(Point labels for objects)
☆ ☆ ☆

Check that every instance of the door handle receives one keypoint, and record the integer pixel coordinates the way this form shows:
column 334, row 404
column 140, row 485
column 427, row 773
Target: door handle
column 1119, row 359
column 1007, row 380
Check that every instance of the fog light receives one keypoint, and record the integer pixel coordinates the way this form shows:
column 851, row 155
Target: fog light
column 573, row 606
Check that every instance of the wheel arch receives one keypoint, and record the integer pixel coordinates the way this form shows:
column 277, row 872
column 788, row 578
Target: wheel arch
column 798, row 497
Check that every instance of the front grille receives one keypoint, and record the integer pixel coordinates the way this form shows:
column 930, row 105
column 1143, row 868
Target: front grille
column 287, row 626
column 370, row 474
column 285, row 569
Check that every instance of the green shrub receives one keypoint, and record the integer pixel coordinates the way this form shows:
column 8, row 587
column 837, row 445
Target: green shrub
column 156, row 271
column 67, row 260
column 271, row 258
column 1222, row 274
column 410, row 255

☆ ☆ ☆

Requirement
Copy out every line of the listing above verbatim, with no changes to wording, numbers, or order.

Exercise solution
Check that every instance of the door handle receives one keypoint, and record the integer pixel coordinates the way this form shows:
column 334, row 404
column 140, row 485
column 427, row 773
Target: door handle
column 1119, row 359
column 1007, row 380
Check that every instance of the fog light receives one keypoint, and record the integer pixel coordinates the way this form shows:
column 851, row 155
Target: fog light
column 573, row 606
Check that every instance of the wheel arch receives one keypoint, and record the integer pixel coordinates the way this form shows:
column 277, row 872
column 788, row 578
Target: wheel arch
column 798, row 497
Check that every instance of the front grille receives one keypoint, and record the integer pixel coordinates the way this form shows:
column 930, row 105
column 1143, row 868
Target: front grille
column 287, row 626
column 370, row 474
column 285, row 569
Check that every instance of the green shrub receives one keypoint, and record the integer pixel coordinates the way this form shows:
column 8, row 587
column 837, row 445
Target: green shrub
column 156, row 271
column 67, row 260
column 271, row 258
column 1222, row 274
column 410, row 255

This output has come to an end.